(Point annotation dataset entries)
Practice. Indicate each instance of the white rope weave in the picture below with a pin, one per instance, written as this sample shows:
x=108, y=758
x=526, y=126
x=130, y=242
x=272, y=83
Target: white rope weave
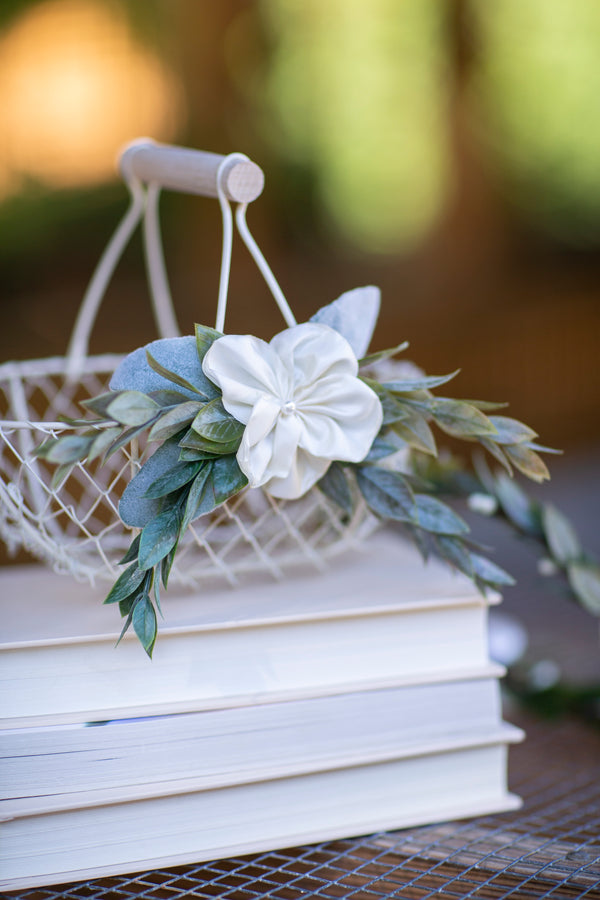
x=75, y=527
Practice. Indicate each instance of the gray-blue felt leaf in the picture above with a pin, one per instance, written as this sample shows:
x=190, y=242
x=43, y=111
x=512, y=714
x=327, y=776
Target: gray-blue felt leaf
x=179, y=355
x=134, y=507
x=354, y=315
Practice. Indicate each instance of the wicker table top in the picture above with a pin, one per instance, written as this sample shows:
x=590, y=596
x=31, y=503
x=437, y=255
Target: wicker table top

INSTRUCTION => Rewrite all the entries with "pin" replaced by "marker" and everything else unchanged. Omit the pictures from your answer.

ANSWER IN FULL =>
Practice. Indicate each instance of the white rope weave in the picture below with a marker, one per instance, written as this sample shows:
x=108, y=758
x=526, y=126
x=130, y=242
x=272, y=83
Target: white rope weave
x=75, y=527
Practice. Indicate each instance of the gray-blue felt leaf in the picture above with a marker, one per instance, written as this sample shows:
x=190, y=242
x=43, y=111
x=512, y=714
x=327, y=776
Target: gray-blue felt leaf
x=179, y=355
x=134, y=507
x=354, y=315
Practice. Indicate each instance of the wicker table top in the picture above with a marker, one per instance, written as this sample shows:
x=590, y=596
x=31, y=503
x=437, y=255
Target: wicker table top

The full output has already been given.